» **Requirements**:
Reproduce all the records below with "has exactly one point" substituted for every "carries a single point", leaving everything else unchanged.

» **Working data**:
━━━━━━━━━━━━━━━━━━━━━━━━━━━━━━

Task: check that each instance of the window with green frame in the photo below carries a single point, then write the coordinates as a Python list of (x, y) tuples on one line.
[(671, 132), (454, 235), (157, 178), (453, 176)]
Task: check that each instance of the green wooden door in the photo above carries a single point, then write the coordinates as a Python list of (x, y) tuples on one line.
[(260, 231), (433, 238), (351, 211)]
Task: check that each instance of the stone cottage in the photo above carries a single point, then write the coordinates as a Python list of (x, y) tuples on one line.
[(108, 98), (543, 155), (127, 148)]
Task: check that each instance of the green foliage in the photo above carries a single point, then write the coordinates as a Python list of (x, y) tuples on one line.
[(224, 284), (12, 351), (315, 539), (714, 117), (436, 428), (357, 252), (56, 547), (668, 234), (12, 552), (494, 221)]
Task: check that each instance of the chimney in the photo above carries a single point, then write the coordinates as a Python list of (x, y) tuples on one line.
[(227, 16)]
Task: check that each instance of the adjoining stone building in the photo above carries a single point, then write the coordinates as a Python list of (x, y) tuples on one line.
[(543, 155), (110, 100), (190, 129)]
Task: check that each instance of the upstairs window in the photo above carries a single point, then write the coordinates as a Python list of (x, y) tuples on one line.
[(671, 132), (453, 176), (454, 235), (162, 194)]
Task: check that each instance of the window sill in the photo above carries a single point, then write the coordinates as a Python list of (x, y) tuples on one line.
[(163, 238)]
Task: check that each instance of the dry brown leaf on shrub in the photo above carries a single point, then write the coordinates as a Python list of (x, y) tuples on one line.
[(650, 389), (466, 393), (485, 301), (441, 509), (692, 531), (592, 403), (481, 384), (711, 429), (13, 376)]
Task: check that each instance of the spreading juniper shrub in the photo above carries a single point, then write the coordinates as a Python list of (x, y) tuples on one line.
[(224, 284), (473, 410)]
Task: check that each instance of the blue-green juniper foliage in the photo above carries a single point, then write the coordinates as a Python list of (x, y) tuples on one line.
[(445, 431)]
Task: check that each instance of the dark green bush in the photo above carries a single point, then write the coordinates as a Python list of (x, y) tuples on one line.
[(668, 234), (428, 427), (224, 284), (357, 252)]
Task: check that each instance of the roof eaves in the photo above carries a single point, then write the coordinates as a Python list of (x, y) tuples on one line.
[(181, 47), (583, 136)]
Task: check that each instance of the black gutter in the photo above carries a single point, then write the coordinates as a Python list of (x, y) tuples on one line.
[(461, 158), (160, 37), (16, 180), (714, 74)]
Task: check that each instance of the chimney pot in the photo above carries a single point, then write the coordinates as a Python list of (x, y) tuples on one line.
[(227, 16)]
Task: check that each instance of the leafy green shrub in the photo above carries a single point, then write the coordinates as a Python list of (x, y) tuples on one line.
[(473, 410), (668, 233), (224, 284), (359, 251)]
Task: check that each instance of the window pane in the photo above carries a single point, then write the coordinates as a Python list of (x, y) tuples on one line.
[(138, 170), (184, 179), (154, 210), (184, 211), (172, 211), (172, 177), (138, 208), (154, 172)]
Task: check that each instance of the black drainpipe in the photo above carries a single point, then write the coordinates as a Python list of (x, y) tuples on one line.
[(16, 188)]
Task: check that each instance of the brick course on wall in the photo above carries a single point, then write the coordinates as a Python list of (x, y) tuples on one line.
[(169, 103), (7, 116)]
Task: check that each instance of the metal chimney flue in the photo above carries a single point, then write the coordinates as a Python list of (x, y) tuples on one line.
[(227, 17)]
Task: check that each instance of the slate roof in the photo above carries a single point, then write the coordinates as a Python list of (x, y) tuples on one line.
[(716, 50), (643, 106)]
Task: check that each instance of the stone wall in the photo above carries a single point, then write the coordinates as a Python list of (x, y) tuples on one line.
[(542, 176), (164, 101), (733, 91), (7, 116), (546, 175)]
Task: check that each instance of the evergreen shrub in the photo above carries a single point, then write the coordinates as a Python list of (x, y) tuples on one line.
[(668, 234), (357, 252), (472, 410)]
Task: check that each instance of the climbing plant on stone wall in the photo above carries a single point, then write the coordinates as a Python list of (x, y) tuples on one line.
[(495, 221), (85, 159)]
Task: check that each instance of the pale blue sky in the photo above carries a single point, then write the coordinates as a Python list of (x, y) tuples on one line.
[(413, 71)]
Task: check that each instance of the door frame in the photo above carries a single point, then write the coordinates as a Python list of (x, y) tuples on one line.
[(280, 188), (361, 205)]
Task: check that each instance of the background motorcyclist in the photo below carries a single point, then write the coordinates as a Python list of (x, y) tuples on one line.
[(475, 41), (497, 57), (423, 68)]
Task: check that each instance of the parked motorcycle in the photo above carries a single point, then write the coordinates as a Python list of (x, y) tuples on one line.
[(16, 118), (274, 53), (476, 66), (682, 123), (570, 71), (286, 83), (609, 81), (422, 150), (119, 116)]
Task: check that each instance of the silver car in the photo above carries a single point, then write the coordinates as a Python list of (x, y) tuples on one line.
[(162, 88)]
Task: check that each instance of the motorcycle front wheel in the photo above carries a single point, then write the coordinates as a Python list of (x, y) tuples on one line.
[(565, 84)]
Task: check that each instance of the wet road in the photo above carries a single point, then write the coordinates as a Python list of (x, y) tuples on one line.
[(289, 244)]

━━━━━━━━━━━━━━━━━━━━━━━━━━━━━━

» **Finished task**:
Task: check that each instance of the window with green frame in the photo below has exactly one point, then write the coordinates as a Python list of (x, y) tuples on one line.
[(671, 132), (454, 235), (157, 178), (453, 176)]
Task: check that each instance of the green wooden door in the photo above has exactly one point, then write the coordinates as a Python list of (x, y) tuples on one line.
[(260, 231), (433, 238), (351, 211)]
Task: check that each instance of the stone cottage in the photo above has exactly one point, then write the coordinates as a Python list of (x, y) tuples on one line.
[(108, 98), (543, 155), (127, 148)]
Task: check that each instance of the green foliage in the photo above has exactly one point, then write the coordinates as a Python list of (x, y) tuples on one line.
[(224, 284), (12, 351), (315, 539), (714, 117), (436, 428), (357, 252), (56, 547), (668, 234), (12, 552), (494, 221)]
Task: check that each instance of the chimney in the photo above has exactly one point, then write the coordinates as a Python list of (x, y) tuples on one line.
[(227, 16)]
Task: check that each instance of the adjoining stone building in the photo above has exactly one point, then write the coordinates as a Python list of (x, y) tuples on one line.
[(543, 155), (110, 100), (190, 129)]
Task: check that each instance of the upstairs window in the photo above has exactly one point, then write the coordinates as a Python list of (x, y) tuples on one line.
[(671, 132), (453, 176), (454, 235), (162, 194)]
Task: check that each instance of the window sill in the photo above has exactly one point, then write the coordinates as a Python list of (x, y) tuples on one line.
[(163, 238)]
Task: check that each instance of the dry brown leaf on shrub in the photo above has exactly one point, then write the coordinates as a Python list of (x, y) tuples on one line.
[(650, 389), (466, 393), (485, 301), (441, 509), (692, 531), (592, 403), (481, 384), (711, 429), (13, 376)]
Task: check that each instance of the spreading juniper shrub in the photo above has exactly one point, then write the coordinates as a Python list of (x, y) tuples on one line.
[(224, 284), (473, 410)]
Task: check that each instance of the blue-green juniper foliage in the photo above has exactly one point, then write the coordinates as a Python list of (x, y) tuples on one line.
[(445, 431)]
Task: check that each instance of the dark green bush in the photo above has exactly one point, then write the coordinates as a Python list of (x, y) tuples on one line.
[(668, 234), (428, 427), (224, 284), (357, 252)]
Task: check that each instance of the roof eaves in the photo above has exactly one point, then write the coordinates as a Python list of (x, y) tuples on one line.
[(181, 47), (583, 136)]
Task: check that each instance of the black gutter in the photo above has exactly one point, then write the coordinates as a Python list of (x, y) tuples on one line.
[(461, 158), (160, 37), (16, 180), (714, 74)]
Task: check that each instance of the chimney pot in the photo above has exactly one point, then write the coordinates as a Python list of (x, y) tuples on one line.
[(227, 16)]
Task: check that each instance of the leafy green shrub in the photo above has exactly one point, then write the coordinates as a Python list of (x, y) tuples on one line.
[(473, 410), (668, 233), (224, 284), (359, 251)]
Task: check that each instance of the window pane in the photo above has exactly one point, then write the coordinates as a Python list of (x, y) tuples on one line.
[(138, 170), (184, 179), (154, 210), (184, 211), (172, 211), (172, 177), (138, 208), (154, 172)]
Task: check that each instance of the black drainpipe in the photo above has exactly one point, then write the coordinates as a Python list of (x, y) tuples on one line.
[(16, 188)]
Task: check that each instance of the brick course on wall in the photo above has exactly one point, then write the coordinates as a Python list of (x, y) tuples on one line.
[(169, 103), (7, 116)]
Task: check that each instance of the metal chimney flue in the photo above has exactly one point, then write the coordinates as a Python list of (x, y) tuples on one line.
[(227, 17)]
Task: check that each instance of the slate roof in the photo above has exactly one point, then write the coordinates as a Python list of (x, y) tuples on one line.
[(716, 50), (643, 106)]
Task: check that each instance of the stone wall in the photo above has exactly one point, then write the coordinates as a Python list of (x, y) tuples on one line.
[(542, 176), (164, 101), (733, 91), (7, 116), (546, 175)]
Task: check that each instance of the evergreen shrub in the photo above has exactly one point, then write the coordinates as a Python list of (x, y) tuples on one line.
[(668, 234), (357, 252), (472, 410)]
Task: check that each instance of the climbing plant on stone wall in the photo above has exactly one point, then write the coordinates as a Python list of (x, y) tuples on one line.
[(495, 221), (85, 159)]
Task: check that each instance of the pale blue sky in the photo above has exactly one point, then write the coordinates as a Python list of (x, y) tuples on one line.
[(413, 71)]
Task: check that each instance of the door frame in the photo above has exactly one point, then write the coordinates as a Python list of (x, y) tuples on one line.
[(280, 188), (361, 205)]
Task: check that each instance of the background motorcyclist in the photo below has exactly one point, then write the coordinates as a Python list of (x, y) tuples on one line.
[(475, 41), (497, 57), (423, 68)]
Task: check that each instance of the parked motorcycle in the photo above has exactly one point, then write the coordinates as a Python list of (x, y) tuples on one line.
[(16, 118), (274, 53), (476, 66), (682, 123), (570, 71), (286, 83), (609, 81), (422, 150), (119, 116)]
Task: check that each instance of the silver car in the photo above has exactly one point, then write the coordinates as a Python list of (x, y) tuples on one line.
[(162, 88)]
Task: check that each instance of the motorcycle front wheel in the photo above has exactly one point, then write the coordinates as a Python list of (x, y) tuples on one line.
[(565, 84)]
Task: check that each instance of the wet road in the photo above has exactly one point, then write the coordinates as a Python list of (x, y) tuples on one line.
[(289, 244)]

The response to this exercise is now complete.